*SOURCE DOCUMENT*:
The backlog initially included four clusters, from 2018 through 2021. SPP planned to keep the 2022 window open “so the line didn’t get longer behind us,” Swierczek said, but a record number of requests forced the RTO to shut down the cluster and add it to the backlog. The same thing happened in 2023 when its 129 requests exceeded those of the previous year’s 108. 

The 2024 cluster will be handled under the RTO’s normal process, but the grid operator has requested a waiver from FERC to extend the 2024 cluster study’s close from Oct. 31 to March 1, 2024.  

SPP began tackling the backlog in 2022 with the 2018 cluster. The queue contained 1,139 active requests for 221 GW of capacity at the time; it now has 395 active requests for 82 GW of capacity. The RTO has executed 48 new GIAs for 7.75 GW of capacity during the backlog work. 

Swierczek said the 2017 cluster, which is not part of the backlog, and the first 2018 study group have 91 projects between them, most of which she said are healthy. Large numbers of withdrawals in other clusters will have to be addressed in their next DISIS phase, with all backlog clusters ready for restudies by next summer, she said. 

Separately, members approved a proposed revision (RR651) to the GI manual allowing upgrades approved mid-DISIS study from other planning processes to be considered as potential mitigations for constraints identified during the ongoing study. SPP says constraint mitigations identified in the study process will be provided by solutions that have been approved and reduce the need for restudies due to withdrawals.

New MOPC Leadership, Members

The meeting was the last for ITC Holdings’ Alan Myers after two years as MOPC chair. 

“He’s done a great job over the last two years, and I’m looking forward to see what he has to close this out with,” said Lanny Nickell, Myers’ staff secretary. 

ITC Holdings’ Alan Myers (right) chairs his last MOPC meeting. | © RTO Insider LLC

“It has truly been my privilege to lead this group for two years,” Myers said after a round of applause, thanking members for their recognition. Then, true to his nature, he said, “Let’s dive in.” 

Omaha Public Power District’s Joe Lang will assume the chairmanship in January.

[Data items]
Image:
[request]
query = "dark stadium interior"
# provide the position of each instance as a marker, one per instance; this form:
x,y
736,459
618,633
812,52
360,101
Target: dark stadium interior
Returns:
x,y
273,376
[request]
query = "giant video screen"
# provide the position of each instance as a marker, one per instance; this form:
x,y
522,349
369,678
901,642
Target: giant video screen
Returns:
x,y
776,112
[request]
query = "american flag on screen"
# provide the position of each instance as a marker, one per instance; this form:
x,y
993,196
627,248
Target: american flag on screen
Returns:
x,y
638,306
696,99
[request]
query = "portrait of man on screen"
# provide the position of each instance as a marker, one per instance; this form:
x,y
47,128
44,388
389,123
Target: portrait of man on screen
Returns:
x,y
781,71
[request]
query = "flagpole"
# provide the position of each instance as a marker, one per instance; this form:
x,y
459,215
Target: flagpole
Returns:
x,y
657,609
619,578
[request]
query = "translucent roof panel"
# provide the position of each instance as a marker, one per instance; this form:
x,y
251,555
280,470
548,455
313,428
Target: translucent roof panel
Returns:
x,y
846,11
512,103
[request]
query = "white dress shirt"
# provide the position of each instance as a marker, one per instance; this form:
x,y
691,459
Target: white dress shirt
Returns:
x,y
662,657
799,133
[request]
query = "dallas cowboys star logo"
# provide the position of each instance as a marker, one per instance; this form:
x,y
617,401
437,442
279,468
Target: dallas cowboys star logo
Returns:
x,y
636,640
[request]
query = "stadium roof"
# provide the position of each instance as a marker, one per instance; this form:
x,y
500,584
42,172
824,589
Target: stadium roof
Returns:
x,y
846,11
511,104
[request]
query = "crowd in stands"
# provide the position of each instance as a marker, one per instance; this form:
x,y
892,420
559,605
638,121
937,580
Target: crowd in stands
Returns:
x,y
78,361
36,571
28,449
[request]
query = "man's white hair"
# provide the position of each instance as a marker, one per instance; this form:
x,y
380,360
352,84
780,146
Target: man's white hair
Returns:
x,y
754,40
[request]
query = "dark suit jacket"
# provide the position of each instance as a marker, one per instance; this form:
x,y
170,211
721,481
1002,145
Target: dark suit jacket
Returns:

*REQUIRED TASKS*:
a) Answer these questions using the SPP article:
(i) How many requests did the 2023 cluster receive?
(ii) How many new GIAs has the RTO executed during the backlog work, and for how much capacity?
(iii) Who will take over as MOPC chair in January?
b) Retype the stretch of the SPP article from "The backlog initially" through "March 1, 2024.".
c) Extend the SPP article with a few more paragraphs, picking up after its last sentence.
You will not need the rows for this work.

*OUTPUTS BY TASK*:
a)
(i) 129
(ii) 48 new GIAs for 7.75 GW of capacity
(iii) Omaha Public Power District's Joe Lang

b)
The backlog initially included four clusters, from 2018 through 2021. SPP planned to keep the 2022 window open “so the line didn’t get longer behind us,” Swierczek said, but a record number of requests forced the RTO to shut down the cluster and add it to the backlog. The same thing happened in 2023 when its 129 requests exceeded those of the previous year’s 108. 

The 2024 cluster will be handled under the RTO’s normal process, but the grid operator has requested a waiver from FERC to extend the 2024 cluster study’s close from Oct. 31 to March 1, 2024.

c)
MOPC added two new members: Ozarks Electric Cooperative’s Derrick Redfearn and Viridon Southwest’s Neeya Toleman. A Blackstone company, Viridon develops transmission projects in SPP.

Curing LREs’ RAR Deficiencies

Members easily endorsed three revision requests in separate votes.  

The Supply Adequacy Working Group’s proposal (RR632) giving load-responsible entities several more weeks to address deficiencies in meeting their resource adequacy requirement. LREs would have from March 15 to May 15 (an additional 30 days) to cure summer season deficiencies and from Sept. 15 to Nov. 15 (15 extra days) to resolve winter season deficiencies. 

SAWG’s vote to delay a revision request (RR642) until SPP completes its load-hosting capacity tool (LHCT) next year, giving applicable transmission owners three months to review the tool’s data. SAWG is working to implement the Holistic Integrated Tariff Teams’ directive to modify Attachment AQ of the tariff so SPP can proactively perform analysis to determine how much load can be accommodated at each node on the system without incremental investment (load hosting capacity assessment). 

The Market Working Group’s recommendation (RR638) to remove the exemption for day-ahead reliability unit commitment self-commits. It said the removal will mitigate market manipulation by resources intentionally switching between “self” status and “market” status to increase their make-whole payments and help the market reach a more economical solution with more accurate information. 

MOPC’s consent agenda included SPP’s annual violation relaxation limit analysis; the Project Cost Working Group’s in-service date delay report; the 2025 Integrated Transmission Planning assessment scope; and nine RRs that, if approved by the Board of Directors, would: 

    • RR545: Add language clarifying the objectives and initiation of a high-priority study and provide additional flexibility when developing the scope by removing the requirement to perform economic analysis and expanding on the current requirement to only conform to the ITP Planning Manual’s requirements. 
    • RR630: Add Tri-State Generation and Transmission’s various zones in the Western Interconnection to zones that will be a part of the SPP West Region. 
    • RR641: Clarify that self-committing resources contributing to the make-whole payment distribution volume is not only referring to energy storage resources but to all resource types. 
    • RR644: Remove expired or terminated grandfathered agreements from the list of GFAs and update any termination dates or any changes in buying or selling parties as part of the annual update. 
    • RR645: Update the ITP manual by considering aging infrastructure in transmission planning solutions by accounting for avoided or deferred reliability transmission facilities and aging infrastructure replacement. 
    • RR646: Update the ITP manual’s contingency screening criteria in the constraint assessment from 25% loading to 10% loading for 200-kV and above systems.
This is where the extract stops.